Your goal:
For this exercise, restate the records word for word.

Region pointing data
━━━━━━━━━━━━━━━━
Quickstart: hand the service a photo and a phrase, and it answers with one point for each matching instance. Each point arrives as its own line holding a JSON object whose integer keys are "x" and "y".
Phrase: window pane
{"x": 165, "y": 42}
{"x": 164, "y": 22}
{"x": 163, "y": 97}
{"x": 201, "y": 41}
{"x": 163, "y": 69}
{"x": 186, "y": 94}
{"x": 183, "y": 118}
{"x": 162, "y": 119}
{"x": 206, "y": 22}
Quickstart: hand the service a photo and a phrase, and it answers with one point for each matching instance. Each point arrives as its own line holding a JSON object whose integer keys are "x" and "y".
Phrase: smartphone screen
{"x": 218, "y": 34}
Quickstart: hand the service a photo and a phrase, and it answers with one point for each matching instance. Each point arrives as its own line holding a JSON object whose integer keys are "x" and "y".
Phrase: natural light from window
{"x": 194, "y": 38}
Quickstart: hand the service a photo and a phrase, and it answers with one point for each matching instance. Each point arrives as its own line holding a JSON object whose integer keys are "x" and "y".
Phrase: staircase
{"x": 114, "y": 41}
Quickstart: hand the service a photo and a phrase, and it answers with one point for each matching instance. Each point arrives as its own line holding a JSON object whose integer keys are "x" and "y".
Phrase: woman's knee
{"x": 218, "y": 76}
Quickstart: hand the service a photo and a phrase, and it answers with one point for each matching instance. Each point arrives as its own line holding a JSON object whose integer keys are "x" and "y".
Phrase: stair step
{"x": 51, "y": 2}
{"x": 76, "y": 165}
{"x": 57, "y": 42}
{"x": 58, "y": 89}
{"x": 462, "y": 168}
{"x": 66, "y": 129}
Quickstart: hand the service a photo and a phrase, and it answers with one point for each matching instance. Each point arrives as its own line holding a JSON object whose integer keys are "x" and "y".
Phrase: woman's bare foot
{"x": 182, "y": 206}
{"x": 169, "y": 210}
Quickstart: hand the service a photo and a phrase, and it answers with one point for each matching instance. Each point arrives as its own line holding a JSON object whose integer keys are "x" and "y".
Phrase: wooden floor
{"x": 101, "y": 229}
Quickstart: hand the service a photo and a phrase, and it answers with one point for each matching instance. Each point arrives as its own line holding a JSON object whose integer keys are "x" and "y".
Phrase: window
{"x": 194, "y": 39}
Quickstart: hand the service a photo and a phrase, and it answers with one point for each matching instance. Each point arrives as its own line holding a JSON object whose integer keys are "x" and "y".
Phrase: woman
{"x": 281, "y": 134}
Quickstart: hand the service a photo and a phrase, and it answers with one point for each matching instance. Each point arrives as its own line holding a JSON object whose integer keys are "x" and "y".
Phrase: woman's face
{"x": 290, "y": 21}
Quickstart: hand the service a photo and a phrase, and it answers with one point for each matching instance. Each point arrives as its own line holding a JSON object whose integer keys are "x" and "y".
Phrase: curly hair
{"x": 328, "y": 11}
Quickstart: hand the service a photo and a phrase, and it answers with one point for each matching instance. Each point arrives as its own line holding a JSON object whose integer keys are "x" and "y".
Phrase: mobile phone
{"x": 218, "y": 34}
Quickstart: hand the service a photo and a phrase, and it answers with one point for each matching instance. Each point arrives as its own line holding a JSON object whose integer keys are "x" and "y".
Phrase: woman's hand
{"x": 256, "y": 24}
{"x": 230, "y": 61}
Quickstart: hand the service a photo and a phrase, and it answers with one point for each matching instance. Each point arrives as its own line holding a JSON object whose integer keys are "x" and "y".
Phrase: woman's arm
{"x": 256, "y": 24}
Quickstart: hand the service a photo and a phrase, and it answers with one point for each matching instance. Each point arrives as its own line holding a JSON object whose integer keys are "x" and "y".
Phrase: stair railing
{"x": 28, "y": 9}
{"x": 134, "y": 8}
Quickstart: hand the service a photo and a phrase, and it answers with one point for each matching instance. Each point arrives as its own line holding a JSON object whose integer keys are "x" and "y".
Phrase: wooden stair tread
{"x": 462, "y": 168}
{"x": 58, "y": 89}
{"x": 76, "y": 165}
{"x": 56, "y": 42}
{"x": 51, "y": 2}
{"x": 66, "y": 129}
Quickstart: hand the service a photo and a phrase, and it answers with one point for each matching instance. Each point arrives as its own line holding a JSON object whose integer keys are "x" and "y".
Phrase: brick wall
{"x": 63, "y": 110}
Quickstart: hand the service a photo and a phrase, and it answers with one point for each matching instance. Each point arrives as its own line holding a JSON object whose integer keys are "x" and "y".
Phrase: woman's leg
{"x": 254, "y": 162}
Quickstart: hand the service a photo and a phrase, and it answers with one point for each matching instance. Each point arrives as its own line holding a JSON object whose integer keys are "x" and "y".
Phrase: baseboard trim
━━━━━━━━━━━━━━━━
Task output:
Quickstart: hand the service a photo and a phrase, and it answers with one point for each matching instance. Each point arrives as its own line holding a JSON object whose integer keys are "x" and "y".
Phrase: window pane
{"x": 165, "y": 42}
{"x": 164, "y": 22}
{"x": 163, "y": 97}
{"x": 201, "y": 41}
{"x": 163, "y": 69}
{"x": 186, "y": 94}
{"x": 183, "y": 118}
{"x": 162, "y": 119}
{"x": 206, "y": 22}
Quickstart: hand the service a photo and a phrase, and it answers with one point for each matching instance. Each point arrives as its own line holding a JSON object whose integer keys are "x" and "y".
Phrase: smartphone screen
{"x": 218, "y": 34}
Quickstart: hand the service a photo and a phrase, and it answers with one point for each matching instance. Each point arrives as its own line holding a JSON object whose integer keys are "x" and "y".
Phrase: natural light from window
{"x": 194, "y": 38}
Quickstart: hand the service a photo and a phrase, and it answers with one point for each matching instance. Each point arrives as its own line holding a JSON object whose integer keys are "x" and "y".
Phrase: staircase
{"x": 114, "y": 41}
Quickstart: hand the service a photo and a phrase, and it answers with one point for each matching instance. Each point arrives as its own line holding a JSON object whose integer keys are "x" and "y".
Phrase: woman's knee
{"x": 218, "y": 76}
Quickstart: hand the service a photo and a phrase, and it answers with one point for each matching instance. Each point arrives as its own line holding a JSON object whose integer keys are "x" and "y".
Phrase: stair step
{"x": 51, "y": 2}
{"x": 76, "y": 165}
{"x": 57, "y": 42}
{"x": 58, "y": 89}
{"x": 462, "y": 168}
{"x": 66, "y": 129}
Quickstart: hand the service a photo and a phrase, and it answers with one point for each matching instance. Each point arrives as its own line holding a JSON object whose integer keys are "x" and "y".
Phrase: woman's bare foot
{"x": 182, "y": 206}
{"x": 169, "y": 210}
Quickstart: hand the service a photo and a phrase, and it answers with one point for each matching instance. Each point arrives as its own line holding a JSON object whose integer keys are "x" and "y".
Phrase: wooden floor
{"x": 101, "y": 229}
Quickstart: hand the service a photo and a phrase, and it answers with one point for each matching instance. Each point arrives as its own line holding a JSON object whose integer keys are "x" and "y".
Phrase: window
{"x": 194, "y": 39}
Quickstart: hand the service a photo and a phrase, and it answers with one point for each matching instance. Each point arrives as its own line holding a JSON object whose integer keys are "x" and "y".
Phrase: woman
{"x": 281, "y": 134}
Quickstart: hand the service a photo and a phrase, and it answers with one point for each matching instance. Each point arrives as its own line holding a JSON object whose integer keys are "x" and "y".
Phrase: woman's face
{"x": 290, "y": 21}
Quickstart: hand the service a photo and a phrase, and it answers with one point for each matching instance. Each point arrives as its own line holding a JSON object whose integer keys are "x" and "y".
Phrase: curly hair
{"x": 328, "y": 11}
Quickstart: hand the service a photo and a phrase, and it answers with one point for each matching instance. Each point arrives as its own line holding a JSON object whose integer keys are "x" and "y".
Phrase: mobile phone
{"x": 218, "y": 34}
Quickstart: hand the service a photo and a phrase, and it answers with one point for each matching instance. Each point arrives as its own line holding a JSON object whose integer keys are "x" and "y".
Phrase: woman's hand
{"x": 256, "y": 24}
{"x": 230, "y": 61}
Quickstart: hand the service a photo and a phrase, and it answers with one point for each matching instance. Each point arrives as its own line holding a JSON object whose integer keys are "x" and "y".
Phrase: woman's arm
{"x": 256, "y": 24}
Quickstart: hand the service a photo and a phrase, and it answers with one point for each matching instance. Each point arrives as its own line holding a JSON object whose integer keys are "x" and "y".
Phrase: stair railing
{"x": 28, "y": 9}
{"x": 134, "y": 8}
Quickstart: hand the service a photo and a phrase, and it answers with one point for each matching instance. Each point arrives as its own line holding a JSON object whose integer keys are "x" and "y".
Phrase: wooden stair tread
{"x": 462, "y": 168}
{"x": 58, "y": 89}
{"x": 76, "y": 165}
{"x": 56, "y": 42}
{"x": 51, "y": 2}
{"x": 66, "y": 129}
Quickstart: hand the service a photo and a phrase, and it answers with one point for each matching instance. Each point arrives as its own line holding a JSON object whose integer keys are "x" and "y".
Phrase: brick wall
{"x": 63, "y": 110}
Quickstart: hand the service a photo and a phrase, and it answers with one point for each matching instance. Each point arrives as its own line holding a JSON object whose integer keys are "x" and "y".
Phrase: woman's leg
{"x": 254, "y": 162}
Quickstart: hand the service a photo and a phrase, and it answers with one point for each matching instance. Each point arrives as its own line holding a JSON object whose integer keys are "x" and "y".
Phrase: baseboard trim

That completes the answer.